◆ Assignment
Return every entry exactly as it is written in the listing.

★ ★ ★

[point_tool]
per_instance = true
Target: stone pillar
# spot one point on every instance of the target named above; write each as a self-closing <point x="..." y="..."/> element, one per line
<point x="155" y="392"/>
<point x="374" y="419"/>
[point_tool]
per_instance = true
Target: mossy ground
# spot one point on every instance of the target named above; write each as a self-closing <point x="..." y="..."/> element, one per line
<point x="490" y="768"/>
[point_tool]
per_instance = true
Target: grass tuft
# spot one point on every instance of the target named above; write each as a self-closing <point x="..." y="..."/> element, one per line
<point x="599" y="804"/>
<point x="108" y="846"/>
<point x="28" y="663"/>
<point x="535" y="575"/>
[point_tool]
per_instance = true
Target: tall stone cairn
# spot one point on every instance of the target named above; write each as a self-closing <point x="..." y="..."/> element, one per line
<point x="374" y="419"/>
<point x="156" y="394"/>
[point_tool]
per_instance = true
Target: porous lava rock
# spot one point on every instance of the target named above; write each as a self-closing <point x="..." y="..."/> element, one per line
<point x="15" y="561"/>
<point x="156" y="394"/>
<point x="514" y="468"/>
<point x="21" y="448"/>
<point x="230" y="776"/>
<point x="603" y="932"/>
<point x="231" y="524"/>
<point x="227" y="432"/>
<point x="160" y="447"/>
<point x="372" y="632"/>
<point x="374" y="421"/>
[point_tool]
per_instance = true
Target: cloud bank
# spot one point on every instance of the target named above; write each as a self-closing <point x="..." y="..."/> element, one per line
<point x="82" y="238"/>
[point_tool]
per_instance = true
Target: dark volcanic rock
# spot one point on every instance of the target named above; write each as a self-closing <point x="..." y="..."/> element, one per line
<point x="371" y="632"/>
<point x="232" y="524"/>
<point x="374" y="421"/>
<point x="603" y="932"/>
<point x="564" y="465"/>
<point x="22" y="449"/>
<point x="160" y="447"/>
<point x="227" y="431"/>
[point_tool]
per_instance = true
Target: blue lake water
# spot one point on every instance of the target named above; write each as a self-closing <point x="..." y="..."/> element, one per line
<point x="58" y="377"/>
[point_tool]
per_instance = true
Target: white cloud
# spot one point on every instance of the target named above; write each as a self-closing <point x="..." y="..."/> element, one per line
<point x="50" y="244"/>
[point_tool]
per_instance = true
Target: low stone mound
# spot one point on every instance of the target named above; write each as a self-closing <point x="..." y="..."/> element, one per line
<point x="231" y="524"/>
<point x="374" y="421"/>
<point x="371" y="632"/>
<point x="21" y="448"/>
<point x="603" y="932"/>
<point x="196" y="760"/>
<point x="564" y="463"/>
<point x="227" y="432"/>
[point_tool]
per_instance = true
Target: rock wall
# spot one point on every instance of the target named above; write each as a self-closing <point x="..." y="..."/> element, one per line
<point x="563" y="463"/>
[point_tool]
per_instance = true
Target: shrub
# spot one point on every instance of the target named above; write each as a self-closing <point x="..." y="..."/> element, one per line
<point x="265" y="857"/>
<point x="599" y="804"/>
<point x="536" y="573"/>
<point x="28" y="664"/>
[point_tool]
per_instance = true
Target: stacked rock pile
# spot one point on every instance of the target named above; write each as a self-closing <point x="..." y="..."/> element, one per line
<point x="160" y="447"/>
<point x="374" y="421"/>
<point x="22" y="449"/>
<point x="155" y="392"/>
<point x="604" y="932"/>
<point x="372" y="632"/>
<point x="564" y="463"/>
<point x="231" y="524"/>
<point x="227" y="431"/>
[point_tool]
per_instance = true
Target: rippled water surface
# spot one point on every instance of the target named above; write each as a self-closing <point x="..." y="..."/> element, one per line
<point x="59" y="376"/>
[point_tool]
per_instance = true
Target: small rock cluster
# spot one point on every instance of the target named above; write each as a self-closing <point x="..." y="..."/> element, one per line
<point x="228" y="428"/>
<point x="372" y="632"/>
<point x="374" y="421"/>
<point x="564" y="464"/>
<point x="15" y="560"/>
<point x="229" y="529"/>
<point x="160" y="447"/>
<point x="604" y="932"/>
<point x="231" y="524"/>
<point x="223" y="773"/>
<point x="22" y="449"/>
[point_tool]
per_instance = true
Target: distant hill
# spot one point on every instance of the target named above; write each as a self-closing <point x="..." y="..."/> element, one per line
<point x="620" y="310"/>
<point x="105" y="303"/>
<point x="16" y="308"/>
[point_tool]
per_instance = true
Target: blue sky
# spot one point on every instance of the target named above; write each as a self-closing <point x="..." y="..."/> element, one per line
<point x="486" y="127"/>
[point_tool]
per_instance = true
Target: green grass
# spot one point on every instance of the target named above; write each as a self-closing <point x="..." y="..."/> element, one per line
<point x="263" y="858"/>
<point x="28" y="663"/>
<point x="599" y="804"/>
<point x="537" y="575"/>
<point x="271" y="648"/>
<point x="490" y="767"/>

★ ★ ★

◆ Task response
[point_tool]
per_instance = true
Target: stone pillar
# spot one point on every instance of the target named above; write each as a self-closing <point x="..." y="..."/> element, one per line
<point x="155" y="392"/>
<point x="374" y="419"/>
[point_tool]
per_instance = true
Target: mossy ground
# spot one point on every instance of the target named above; write each as a self-closing <point x="..." y="..."/> element, one per line
<point x="490" y="768"/>
[point_tool]
per_instance = true
Target: grass tuft
# spot one point on every instance of the target named above; write each as a self-closing <point x="..." y="..."/> element, one per line
<point x="599" y="804"/>
<point x="108" y="846"/>
<point x="28" y="663"/>
<point x="535" y="575"/>
[point_tool]
per_instance = true
Target: tall stone cairn
# spot one point on every instance of the target named above; write each as a self-closing <point x="..." y="..."/> element, one per line
<point x="374" y="419"/>
<point x="156" y="394"/>
[point_tool]
per_instance = true
Target: porous lava rock
# spot one point on every instance of the target named above; write each as a self-closing <point x="..." y="..."/> element, one per line
<point x="15" y="561"/>
<point x="156" y="394"/>
<point x="514" y="468"/>
<point x="21" y="448"/>
<point x="230" y="776"/>
<point x="603" y="932"/>
<point x="231" y="524"/>
<point x="227" y="432"/>
<point x="160" y="447"/>
<point x="372" y="632"/>
<point x="374" y="421"/>
[point_tool]
per_instance = true
Target: cloud bank
# spot one point on every instance of the target named above; write each as a self-closing <point x="..." y="..."/> element, one per line
<point x="82" y="238"/>
[point_tool]
per_instance = true
Target: dark volcanic rock
# spot one point on every instance of the target named above; write each as a self-closing <point x="..." y="..."/> element, one per line
<point x="371" y="632"/>
<point x="232" y="524"/>
<point x="374" y="421"/>
<point x="603" y="932"/>
<point x="564" y="465"/>
<point x="22" y="449"/>
<point x="160" y="447"/>
<point x="227" y="431"/>
[point_tool]
per_instance = true
Target: blue lake water
# spot one point on every instance of the target named above; write each as a self-closing <point x="..." y="..."/> element, one per line
<point x="58" y="377"/>
[point_tool]
per_instance = true
Target: white cloud
# spot one point on every instance of the target named above; write each as a self-closing <point x="..." y="..."/> element, one per line
<point x="50" y="244"/>
[point_tool]
per_instance = true
Target: low stone mound
# spot one point on every instance of the target named above; write each as a self-closing <point x="..." y="..."/> element, one per line
<point x="231" y="524"/>
<point x="374" y="421"/>
<point x="371" y="632"/>
<point x="21" y="448"/>
<point x="603" y="932"/>
<point x="196" y="760"/>
<point x="564" y="463"/>
<point x="227" y="432"/>
[point_tool]
per_instance = true
Target: rock wall
# spot one point on every instance of the target named above; write each as a self-closing <point x="..." y="..."/> element, one per line
<point x="563" y="463"/>
[point_tool]
per_instance = true
Target: shrub
# spot one point on every instance of the target named above; write each as a self-closing <point x="..." y="..."/> element, one per line
<point x="265" y="857"/>
<point x="599" y="804"/>
<point x="536" y="573"/>
<point x="28" y="664"/>
[point_tool]
per_instance = true
Target: stacked rock pile
# spot one point on every instance of the target named above; write each as a self-closing <point x="..." y="..."/> element, one per line
<point x="160" y="447"/>
<point x="374" y="421"/>
<point x="22" y="449"/>
<point x="155" y="392"/>
<point x="604" y="932"/>
<point x="372" y="632"/>
<point x="564" y="463"/>
<point x="231" y="524"/>
<point x="227" y="431"/>
[point_tool]
per_instance = true
Target: rippled water surface
# spot one point on every instance of the target named above; write each as a self-closing <point x="..." y="..."/> element, one per line
<point x="59" y="376"/>
[point_tool]
per_instance = true
Target: small rock cluster
# spot one point on every instance of the target named above; write each as a self-closing <point x="..." y="..."/> element, one per line
<point x="228" y="428"/>
<point x="372" y="632"/>
<point x="374" y="421"/>
<point x="564" y="464"/>
<point x="15" y="560"/>
<point x="229" y="529"/>
<point x="160" y="447"/>
<point x="604" y="932"/>
<point x="231" y="524"/>
<point x="223" y="773"/>
<point x="22" y="449"/>
[point_tool]
per_instance = true
Target: distant hill
# spot one point on every instance of the target named above; write each as a self-closing <point x="..." y="..."/> element, one per line
<point x="620" y="310"/>
<point x="105" y="303"/>
<point x="16" y="308"/>
[point_tool]
per_instance = true
Target: blue sky
# spot one point on every instance of the target named above; write each as a self-closing <point x="..." y="..."/> element, one per line
<point x="486" y="127"/>
[point_tool]
per_instance = true
Target: green grass
# spot one point on every instance of the target named above; write each as a self-closing <point x="..." y="..."/> element, one per line
<point x="263" y="858"/>
<point x="28" y="663"/>
<point x="599" y="804"/>
<point x="537" y="575"/>
<point x="271" y="648"/>
<point x="490" y="767"/>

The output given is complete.